EXERCISE DETAILS
Please rewrite the spring rambles text from "However, beginning in" to "short-lived spring flowers.", putting "invasive weeds" in place of "garlic mustard".

TEXT PROVIDED

***

Spring Rambles

Finally, after a long and somewhat chilly spring, it finally became warm enough to get out my hiking gear and take some spring rambles on area trails – hopefully in preparation for a long hikes or backpacking adventures this next autumn.

My main interest during the spring months are always the native wildflowers, or ephemera that bloom in the woods and wetlands in the area.

The Kal-Haven Trail between F and G Ave:

I like to start slow, especially since I tend to be sedentary during Michigan’s winter months. Though I enjoy the snowy days, going to work in the dark and coming home in the dark, leaves little time for outdoor pleasures. Winter is a good time for reading and online art classes, not necessarily for hiking.

However, beginning in April, when the weather starts getting nice, its time to get together with other Friends of the Kal-Haven Trail and start in on our garlic mustard pulls. We concentrate on the trail between F and G Ave, which has the designation of being a wildflower restoration area. I think that I’ve been pulling garlic mustard there for about 10 years. I always take my camera and phone in order to capture images of the short-lived spring flowers.

From the top: False Solomon’s Seal; Solomon’s Seal; Mayapple

Jack in the Pulpit; Columbine; Ragwort

Paw Paw; Wild Phlox; Large-flowered Bellwort

Celandine Poppy; Scarlet cup fungus; Trillium

Spring Beauty; Dutchman’s Breeches; Bloodroot

Trout Lily

After pulling the invasive plant for so many years, the spring natives have made a phenomenal comeback in the area.

***

MATERIAL PROVIDED

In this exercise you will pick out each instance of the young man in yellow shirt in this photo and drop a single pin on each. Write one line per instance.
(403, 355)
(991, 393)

***

CORRECT RESPONSE
However, beginning in April, when the weather starts getting nice, its time to get together with other Friends of the Kal-Haven Trail and start in on our invasive weeds pulls. We concentrate on the trail between F and G Ave, which has the designation of being a wildflower restoration area. I think that I’ve been pulling invasive weeds there for about 10 years. I always take my camera and phone in order to capture images of the short-lived spring flowers.